**Study questions:**
(1) In the Halloween piece, what does Gemma Randall have for her front door?
(2) Transcribe the Halloween piece word for word, beginning at the words "Halloween's sort of" and stopping after "and good atmosphere.".

**Exercise passage:**
———

What is
“Halloween themed”?


We asked some zinemakers what they reckon Halloween is all about.

Thy O’Donnell:

Halloween growing up was a fantastic affair, I grew up overseas in Singapore and Cambodia with a large amount of American friends that went ALL out. We would do scavenger hunts on tuk tuks (a Cambodian taxi/carriage thing pulled by a motorbike) that we decorated. I got started in Halloween because my friend did it & dressing up is fun! Halloween nowadays means staying in, decorating the house & scaring children. We do trick or treating in my neighbourhood which has been slowed down due to COVID-19. Sometimes I’ll go to a party but I’m not really into that kind of thing.

Gemma Randall:

Halloween's sort of an odd holiday for Australia, culturally speaking. We haven't been colonised long enough to amass much of a folk mythology to frame the holiday around, not to mention the seasonal disparity. I used to roll my eyes at shops attempting to sell Halloween-themed stuff, but they reeled me in eventually. Now it's the highlight of the calendar year for me.

I first started to participate in Halloween one big movie night in year 11 or 12. Halloween's the best time of year to watch creepy movies with your buds. Not everyone's going to enjoy a marathon of the Conjuring movies, but more approachable movies that play with the concepts of horror like Coraline or Monster House will provide a good laugh and good atmosphere.

These days, I love making my own decorations! I tend to amass cardboard packaging, so I'll cut out garlands of ghosts and pumpkins, and I have a big green spider for my front door. It's a bit more environmentally friendly than buying plastic decorations, and a low-pressure way to flex your creative muscles.


Michelle Harford:

I like that in normally holds back the tide of christmas decorations. But I'm growing to love the dress up and decoration aspects. It reminds me of a kind of macabre masquerade ball, which I'm here for. Jack o’ lanterns are rather cute.

———

**Recorded data:**

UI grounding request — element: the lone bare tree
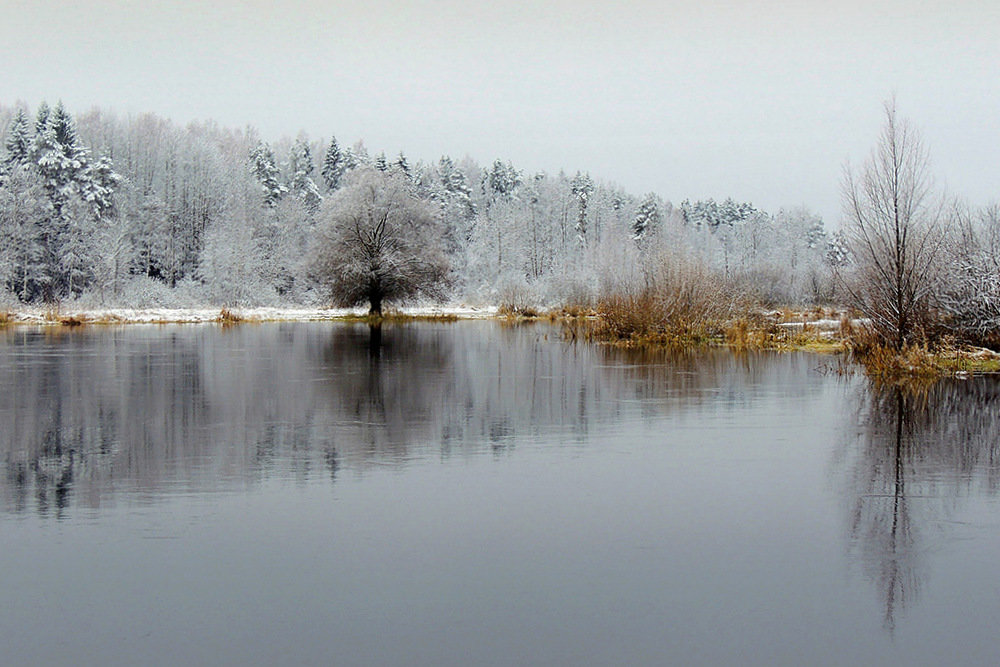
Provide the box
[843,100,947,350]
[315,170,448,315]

———

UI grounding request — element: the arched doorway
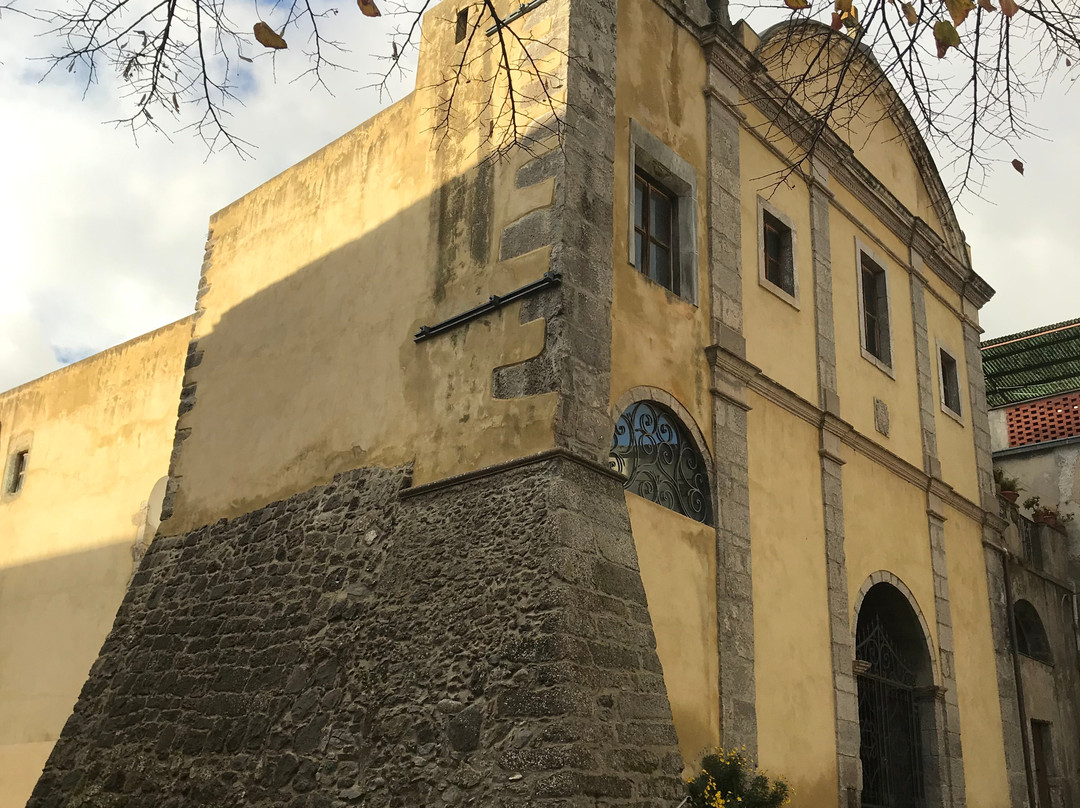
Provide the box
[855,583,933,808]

———

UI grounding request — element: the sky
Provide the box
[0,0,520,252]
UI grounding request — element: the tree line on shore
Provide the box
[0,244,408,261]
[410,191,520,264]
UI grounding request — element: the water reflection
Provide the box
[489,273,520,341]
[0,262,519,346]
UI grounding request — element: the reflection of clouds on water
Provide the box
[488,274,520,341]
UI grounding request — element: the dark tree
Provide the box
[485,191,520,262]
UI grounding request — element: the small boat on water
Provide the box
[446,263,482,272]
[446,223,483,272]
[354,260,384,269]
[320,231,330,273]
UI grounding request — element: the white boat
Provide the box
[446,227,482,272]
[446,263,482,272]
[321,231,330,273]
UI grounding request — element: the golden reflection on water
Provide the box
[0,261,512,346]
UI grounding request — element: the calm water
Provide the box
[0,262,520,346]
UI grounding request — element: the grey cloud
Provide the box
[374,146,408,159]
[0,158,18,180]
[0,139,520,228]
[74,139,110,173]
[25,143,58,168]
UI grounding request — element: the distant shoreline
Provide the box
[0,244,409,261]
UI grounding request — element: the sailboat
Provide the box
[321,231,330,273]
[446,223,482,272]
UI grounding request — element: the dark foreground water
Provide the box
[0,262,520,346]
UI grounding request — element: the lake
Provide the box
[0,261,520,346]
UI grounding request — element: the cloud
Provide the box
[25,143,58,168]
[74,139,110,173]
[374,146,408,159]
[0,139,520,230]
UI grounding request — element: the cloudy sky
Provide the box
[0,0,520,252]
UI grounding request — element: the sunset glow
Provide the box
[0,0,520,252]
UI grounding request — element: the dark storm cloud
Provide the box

———

**Task-by-task outputs:**
(1) A big green spider.

(2)
Halloween's sort of an odd holiday for Australia, culturally speaking. We haven't been colonised long enough to amass much of a folk mythology to frame the holiday around, not to mention the seasonal disparity. I used to roll my eyes at shops attempting to sell Halloween-themed stuff, but they reeled me in eventually. Now it's the highlight of the calendar year for me.

I first started to participate in Halloween one big movie night in year 11 or 12. Halloween's the best time of year to watch creepy movies with your buds. Not everyone's going to enjoy a marathon of the Conjuring movies, but more approachable movies that play with the concepts of horror like Coraline or Monster House will provide a good laugh and good atmosphere.